* [Problems and tasks]
• A. In the passage on expatriate quality-of-living rankings, which city is ranked the worst place in the world for expatriates to live?
• B. Reproduce the stretch of the passage on expatriate quality-of-living rankings from "Rankings for most" through "for Asia-Pacific cities.".
• C. Carry on the passage on expatriate quality-of-living rankings from the point where it stops.

*** Opening of Excerpted passage ***

Baghdad scored the worst place in the world for expatriates to live, unchanged from last year. Congo's capital of Brazzaville was the second-worst. 

Broadening instability in the Middle East also affected Cairo's rating, causing it to plummet nine places to 131st position. 

Rankings for most of Western Europe either improved or remained unchanged, but Dublin fell two places to 24th, mostly due to traffic congestion. 

The quality of living in Eastern European cities showed gradual improvement, as did scores for Asia-Pacific cities. 

Mercer anticipated Chinese cities such as Beijing and Shanghai will see higher quality of living scores in the next few years due to increased foreign investment, while India would also benefit from improved political relations with other countries. 

Shanghai placed 103rd, the highest rank in China, and Mumbai ranked 150th.


----------



## Guest (Apr 12, 2006)

*** Close of Excerpted passage ***
*** Opening of Extracted entries ***

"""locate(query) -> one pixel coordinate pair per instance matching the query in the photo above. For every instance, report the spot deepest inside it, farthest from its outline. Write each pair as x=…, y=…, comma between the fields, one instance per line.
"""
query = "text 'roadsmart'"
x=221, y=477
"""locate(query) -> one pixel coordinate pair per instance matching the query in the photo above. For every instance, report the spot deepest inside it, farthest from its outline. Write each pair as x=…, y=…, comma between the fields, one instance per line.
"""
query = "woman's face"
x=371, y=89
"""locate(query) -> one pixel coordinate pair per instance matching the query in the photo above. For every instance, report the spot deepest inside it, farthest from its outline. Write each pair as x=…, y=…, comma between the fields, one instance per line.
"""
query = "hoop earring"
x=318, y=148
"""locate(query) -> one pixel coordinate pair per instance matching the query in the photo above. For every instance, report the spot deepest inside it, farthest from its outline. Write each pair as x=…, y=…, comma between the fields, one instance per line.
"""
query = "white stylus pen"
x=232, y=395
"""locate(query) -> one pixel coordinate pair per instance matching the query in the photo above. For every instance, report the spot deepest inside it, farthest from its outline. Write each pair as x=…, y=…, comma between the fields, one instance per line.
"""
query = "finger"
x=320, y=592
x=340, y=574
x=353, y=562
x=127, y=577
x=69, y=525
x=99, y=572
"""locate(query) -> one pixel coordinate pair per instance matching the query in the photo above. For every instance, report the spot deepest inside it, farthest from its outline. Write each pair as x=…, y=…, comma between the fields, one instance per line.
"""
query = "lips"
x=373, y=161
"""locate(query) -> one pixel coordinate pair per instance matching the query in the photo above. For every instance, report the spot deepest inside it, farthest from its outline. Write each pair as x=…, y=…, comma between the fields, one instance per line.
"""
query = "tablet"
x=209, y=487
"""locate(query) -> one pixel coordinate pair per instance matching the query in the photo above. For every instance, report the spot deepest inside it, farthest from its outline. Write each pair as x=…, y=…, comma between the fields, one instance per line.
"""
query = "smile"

*** Close of Extracted entries ***

* [Results]
• A. Baghdad

• B.
Rankings for most of Western Europe either improved or remained unchanged, but Dublin fell two places to 24th, mostly due to traffic congestion. 

The quality of living in Eastern European cities showed gradual improvement, as did scores for Asia-Pacific cities.

• C.
Well done Zurich .. you keep good company with Auckland in the top 5


----------



## Küsel (Sep 16, 2004)

I was discussing yesterday the topic at home as well - and somehow it is right, that there should be cathegories made for this ratings, because it's not quite fair to compare simply like that...

1 - The political (and economical) stability of the country per se is already important, no wonder that all Scandinavian, Swiss, German, Australian/NZ, Austrian or Canadian cities are top. There should be cathegories in terms of politics.

2 - What about clime and geological zones? To build infrastructures in natural hazard zones as earthquake, monsoon, permafrost or high humidity regions is a bit more difficult and expensive than in central or Southern Europe

3 - Population doesn't lead necessarily to more criminality and pollution, but the threat that it does is bigger and to keep up the city's political stability and infrastructure is much harder. 10mio+ cities (and count urban areas and not municipalities or metros!) as London, NY, Sao Paulo, Tokyo, Seoul etc - 1-10mio cities as Berlin, Singapore, Zurich, Sydney or Vancouver - and <1mio cities as Bern, Wellington, Luxemburg, Oslo...

And why put Yokohama on the list if it's part of Tokyo's urban area?!


----------



## LuckyLuke (Mar 29, 2005)

Kuesel said:


> I thought your big competor and enemy is Köln?


Köln? What's that??? :dunno: 

:cheers:


----------



## ♣628.finst (Jul 29, 2005)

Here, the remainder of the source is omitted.